▶ **Dataset entries**
****************
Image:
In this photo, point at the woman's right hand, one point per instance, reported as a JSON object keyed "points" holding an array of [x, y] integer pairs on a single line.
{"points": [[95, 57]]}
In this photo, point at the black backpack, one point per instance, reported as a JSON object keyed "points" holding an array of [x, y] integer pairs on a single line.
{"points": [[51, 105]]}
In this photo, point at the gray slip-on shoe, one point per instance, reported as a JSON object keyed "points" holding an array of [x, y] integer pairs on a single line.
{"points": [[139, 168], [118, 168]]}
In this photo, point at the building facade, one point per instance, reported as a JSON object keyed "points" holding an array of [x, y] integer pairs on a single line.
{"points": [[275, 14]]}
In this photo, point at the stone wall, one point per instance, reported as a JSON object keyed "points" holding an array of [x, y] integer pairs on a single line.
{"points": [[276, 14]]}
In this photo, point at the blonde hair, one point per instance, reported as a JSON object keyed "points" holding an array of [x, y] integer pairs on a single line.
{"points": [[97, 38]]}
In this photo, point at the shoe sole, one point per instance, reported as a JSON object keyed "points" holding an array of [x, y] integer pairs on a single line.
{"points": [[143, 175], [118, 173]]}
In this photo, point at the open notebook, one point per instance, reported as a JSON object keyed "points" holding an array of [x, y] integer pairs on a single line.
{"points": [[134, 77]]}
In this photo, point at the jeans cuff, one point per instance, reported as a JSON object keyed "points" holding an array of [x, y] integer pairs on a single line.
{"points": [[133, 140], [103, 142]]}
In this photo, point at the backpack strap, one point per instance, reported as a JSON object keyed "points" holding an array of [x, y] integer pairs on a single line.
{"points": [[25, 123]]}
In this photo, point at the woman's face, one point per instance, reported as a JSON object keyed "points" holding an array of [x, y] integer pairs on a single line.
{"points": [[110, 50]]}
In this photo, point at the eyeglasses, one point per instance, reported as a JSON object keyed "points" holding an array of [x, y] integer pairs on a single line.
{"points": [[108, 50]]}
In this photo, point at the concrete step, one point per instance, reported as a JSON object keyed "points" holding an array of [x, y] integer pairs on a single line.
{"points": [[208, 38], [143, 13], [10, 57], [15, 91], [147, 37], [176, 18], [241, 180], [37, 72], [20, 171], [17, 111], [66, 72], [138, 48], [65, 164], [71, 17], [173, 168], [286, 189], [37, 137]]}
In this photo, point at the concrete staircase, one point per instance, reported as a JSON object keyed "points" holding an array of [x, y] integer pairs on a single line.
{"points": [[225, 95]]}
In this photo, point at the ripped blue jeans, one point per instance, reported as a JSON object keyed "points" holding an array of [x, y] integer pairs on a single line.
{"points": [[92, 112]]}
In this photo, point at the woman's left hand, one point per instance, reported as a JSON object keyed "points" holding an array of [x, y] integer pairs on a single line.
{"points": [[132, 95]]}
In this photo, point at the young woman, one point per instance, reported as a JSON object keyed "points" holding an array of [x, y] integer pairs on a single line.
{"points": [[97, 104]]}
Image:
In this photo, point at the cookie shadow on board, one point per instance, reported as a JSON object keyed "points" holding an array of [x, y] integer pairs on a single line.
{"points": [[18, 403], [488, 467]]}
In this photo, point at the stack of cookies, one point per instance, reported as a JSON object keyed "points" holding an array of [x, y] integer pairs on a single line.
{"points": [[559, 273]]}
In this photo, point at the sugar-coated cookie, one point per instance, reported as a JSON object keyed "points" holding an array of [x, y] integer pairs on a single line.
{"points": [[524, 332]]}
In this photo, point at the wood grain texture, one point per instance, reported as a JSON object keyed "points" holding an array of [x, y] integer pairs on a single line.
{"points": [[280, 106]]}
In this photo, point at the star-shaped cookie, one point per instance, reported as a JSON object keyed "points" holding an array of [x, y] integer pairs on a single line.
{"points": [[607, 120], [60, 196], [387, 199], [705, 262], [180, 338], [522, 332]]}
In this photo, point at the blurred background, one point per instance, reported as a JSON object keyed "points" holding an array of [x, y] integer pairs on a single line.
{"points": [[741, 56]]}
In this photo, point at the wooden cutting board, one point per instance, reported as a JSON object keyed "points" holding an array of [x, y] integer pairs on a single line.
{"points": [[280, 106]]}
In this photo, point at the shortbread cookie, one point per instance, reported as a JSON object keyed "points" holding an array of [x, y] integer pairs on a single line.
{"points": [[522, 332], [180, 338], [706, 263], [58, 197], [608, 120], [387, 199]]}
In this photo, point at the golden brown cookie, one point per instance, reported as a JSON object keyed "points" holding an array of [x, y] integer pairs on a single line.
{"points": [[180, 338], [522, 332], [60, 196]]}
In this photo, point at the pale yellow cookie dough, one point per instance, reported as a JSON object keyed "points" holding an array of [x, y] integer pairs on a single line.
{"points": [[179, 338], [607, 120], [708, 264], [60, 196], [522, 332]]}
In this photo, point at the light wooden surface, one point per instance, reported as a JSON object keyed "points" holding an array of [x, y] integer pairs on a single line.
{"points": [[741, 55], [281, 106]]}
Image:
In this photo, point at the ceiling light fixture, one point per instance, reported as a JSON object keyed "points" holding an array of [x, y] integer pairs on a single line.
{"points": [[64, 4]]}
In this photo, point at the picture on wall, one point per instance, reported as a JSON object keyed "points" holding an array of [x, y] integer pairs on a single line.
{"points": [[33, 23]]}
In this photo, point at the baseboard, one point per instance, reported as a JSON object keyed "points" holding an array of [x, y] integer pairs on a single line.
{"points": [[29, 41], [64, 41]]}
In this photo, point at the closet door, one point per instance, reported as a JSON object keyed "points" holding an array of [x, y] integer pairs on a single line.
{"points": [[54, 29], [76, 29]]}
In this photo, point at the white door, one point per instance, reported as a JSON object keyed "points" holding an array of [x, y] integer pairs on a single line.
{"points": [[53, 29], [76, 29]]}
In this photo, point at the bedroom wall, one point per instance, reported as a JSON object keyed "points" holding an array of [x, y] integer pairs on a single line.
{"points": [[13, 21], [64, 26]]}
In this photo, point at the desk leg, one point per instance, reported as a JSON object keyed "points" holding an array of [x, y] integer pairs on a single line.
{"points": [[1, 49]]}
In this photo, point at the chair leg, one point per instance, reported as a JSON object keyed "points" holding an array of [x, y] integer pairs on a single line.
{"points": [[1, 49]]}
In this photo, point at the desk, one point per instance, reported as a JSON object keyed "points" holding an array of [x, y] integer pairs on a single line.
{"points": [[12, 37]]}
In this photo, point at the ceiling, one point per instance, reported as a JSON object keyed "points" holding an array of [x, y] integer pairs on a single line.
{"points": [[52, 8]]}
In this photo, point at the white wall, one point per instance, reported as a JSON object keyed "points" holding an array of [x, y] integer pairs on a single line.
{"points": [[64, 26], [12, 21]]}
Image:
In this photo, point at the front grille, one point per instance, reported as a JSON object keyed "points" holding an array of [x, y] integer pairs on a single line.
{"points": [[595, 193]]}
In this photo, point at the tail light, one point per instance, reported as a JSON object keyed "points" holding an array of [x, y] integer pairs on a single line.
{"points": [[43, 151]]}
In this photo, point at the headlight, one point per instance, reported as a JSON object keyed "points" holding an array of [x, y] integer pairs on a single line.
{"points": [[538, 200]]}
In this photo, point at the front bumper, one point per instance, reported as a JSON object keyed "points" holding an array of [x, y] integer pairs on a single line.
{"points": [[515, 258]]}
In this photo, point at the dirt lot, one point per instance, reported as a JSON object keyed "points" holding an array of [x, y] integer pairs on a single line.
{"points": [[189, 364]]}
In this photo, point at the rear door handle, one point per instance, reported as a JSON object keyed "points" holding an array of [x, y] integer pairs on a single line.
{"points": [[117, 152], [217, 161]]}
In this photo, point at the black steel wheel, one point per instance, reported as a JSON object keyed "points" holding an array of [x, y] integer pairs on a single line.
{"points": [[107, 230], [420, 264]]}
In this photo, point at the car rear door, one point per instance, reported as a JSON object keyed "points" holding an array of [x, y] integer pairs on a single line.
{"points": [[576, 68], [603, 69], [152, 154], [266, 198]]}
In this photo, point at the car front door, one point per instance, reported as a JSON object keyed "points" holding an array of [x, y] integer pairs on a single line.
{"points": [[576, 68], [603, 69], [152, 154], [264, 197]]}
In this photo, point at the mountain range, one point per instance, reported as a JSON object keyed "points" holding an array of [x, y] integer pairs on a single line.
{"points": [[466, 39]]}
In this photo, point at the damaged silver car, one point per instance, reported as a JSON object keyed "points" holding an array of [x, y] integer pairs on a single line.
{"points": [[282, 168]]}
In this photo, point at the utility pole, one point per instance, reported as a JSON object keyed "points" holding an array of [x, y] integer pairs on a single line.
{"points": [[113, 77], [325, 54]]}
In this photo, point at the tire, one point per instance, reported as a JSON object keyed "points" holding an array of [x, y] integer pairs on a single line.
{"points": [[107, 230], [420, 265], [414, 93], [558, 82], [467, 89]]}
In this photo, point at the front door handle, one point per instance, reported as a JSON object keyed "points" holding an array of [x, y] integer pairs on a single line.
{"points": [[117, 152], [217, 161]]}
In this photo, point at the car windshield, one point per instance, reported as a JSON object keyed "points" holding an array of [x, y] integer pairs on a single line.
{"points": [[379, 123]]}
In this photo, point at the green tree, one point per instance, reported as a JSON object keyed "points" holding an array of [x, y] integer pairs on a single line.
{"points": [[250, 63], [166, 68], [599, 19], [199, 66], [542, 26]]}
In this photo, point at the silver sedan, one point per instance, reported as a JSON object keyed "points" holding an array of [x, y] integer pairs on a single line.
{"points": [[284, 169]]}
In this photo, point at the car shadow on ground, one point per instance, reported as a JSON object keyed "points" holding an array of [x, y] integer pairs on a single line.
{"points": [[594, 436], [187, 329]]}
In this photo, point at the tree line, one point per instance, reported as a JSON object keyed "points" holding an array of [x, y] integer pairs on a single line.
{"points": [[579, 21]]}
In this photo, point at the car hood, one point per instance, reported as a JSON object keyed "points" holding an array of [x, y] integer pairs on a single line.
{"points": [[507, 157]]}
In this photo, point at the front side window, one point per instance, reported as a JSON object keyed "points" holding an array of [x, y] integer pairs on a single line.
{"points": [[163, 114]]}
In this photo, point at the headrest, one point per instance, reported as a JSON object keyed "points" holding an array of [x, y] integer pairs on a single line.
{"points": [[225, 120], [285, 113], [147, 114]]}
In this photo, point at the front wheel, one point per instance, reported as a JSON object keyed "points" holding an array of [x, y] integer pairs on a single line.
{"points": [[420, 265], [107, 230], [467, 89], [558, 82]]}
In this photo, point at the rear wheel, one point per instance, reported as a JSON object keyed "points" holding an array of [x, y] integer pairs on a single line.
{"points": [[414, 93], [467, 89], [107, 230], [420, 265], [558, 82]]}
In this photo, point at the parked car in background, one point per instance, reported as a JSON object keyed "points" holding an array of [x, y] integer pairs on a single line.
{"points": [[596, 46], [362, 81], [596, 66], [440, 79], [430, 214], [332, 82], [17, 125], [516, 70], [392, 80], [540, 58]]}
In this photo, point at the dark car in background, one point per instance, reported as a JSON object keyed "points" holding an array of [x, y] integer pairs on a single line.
****************
▶ **Task**
From the "In this photo, point at the parked" line to the close of the listing, restate each line word for word.

▶ **Response**
In this photo, point at the parked car in background, one point per instance, reported as a JSON object keyed "points" holding an array of [x, y] integer pairs on a single line.
{"points": [[596, 46], [362, 81], [596, 66], [440, 79], [430, 214], [332, 82], [17, 125], [516, 70], [392, 80], [540, 58]]}
In this photo, point at the dark car in background, one point per instance, reported as a JSON object keyed "points" holding an array of [x, y] integer pairs on a single line.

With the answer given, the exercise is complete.